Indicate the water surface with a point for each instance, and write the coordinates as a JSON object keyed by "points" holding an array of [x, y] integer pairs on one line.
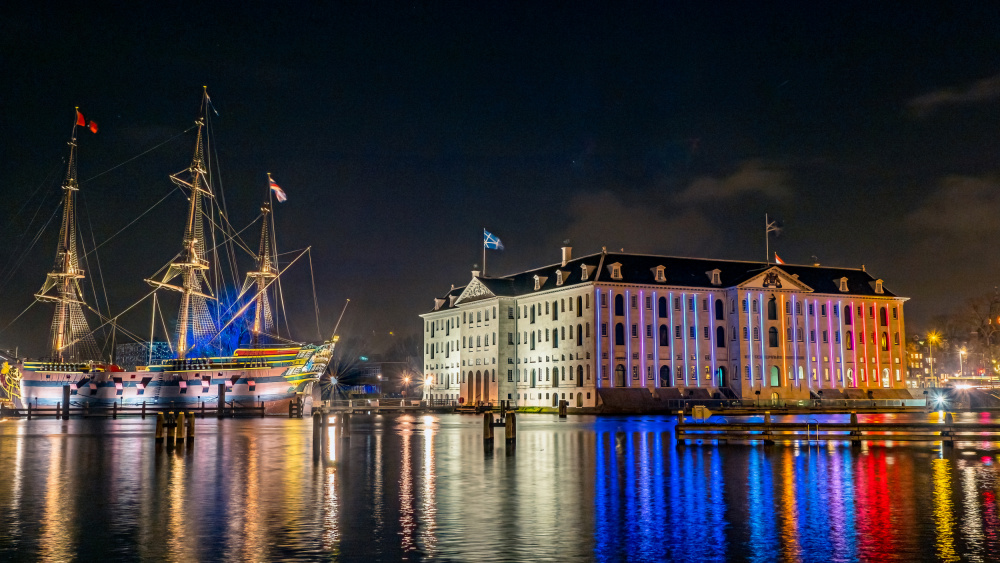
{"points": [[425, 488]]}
--
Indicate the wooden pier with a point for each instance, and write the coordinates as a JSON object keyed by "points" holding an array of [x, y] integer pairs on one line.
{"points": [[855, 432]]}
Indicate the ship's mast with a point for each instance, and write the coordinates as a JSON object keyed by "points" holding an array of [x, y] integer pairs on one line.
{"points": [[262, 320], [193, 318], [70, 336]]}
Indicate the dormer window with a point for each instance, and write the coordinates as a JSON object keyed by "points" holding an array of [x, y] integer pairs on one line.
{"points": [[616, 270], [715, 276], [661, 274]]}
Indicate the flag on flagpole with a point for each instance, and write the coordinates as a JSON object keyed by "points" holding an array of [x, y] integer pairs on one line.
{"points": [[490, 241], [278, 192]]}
* * *
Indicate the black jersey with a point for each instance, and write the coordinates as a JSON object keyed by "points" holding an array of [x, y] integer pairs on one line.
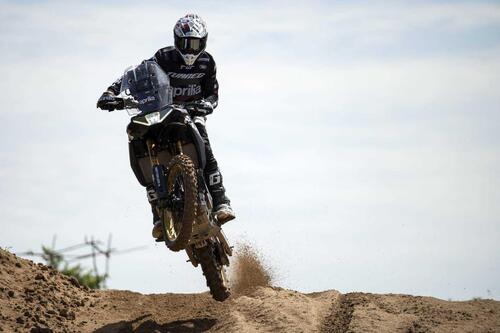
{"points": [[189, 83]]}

**WRITTEN PROBLEM**
Count the lines in the records above that contain the string "dormer". Reply with the number alone.

**PROBLEM SOLUTION**
1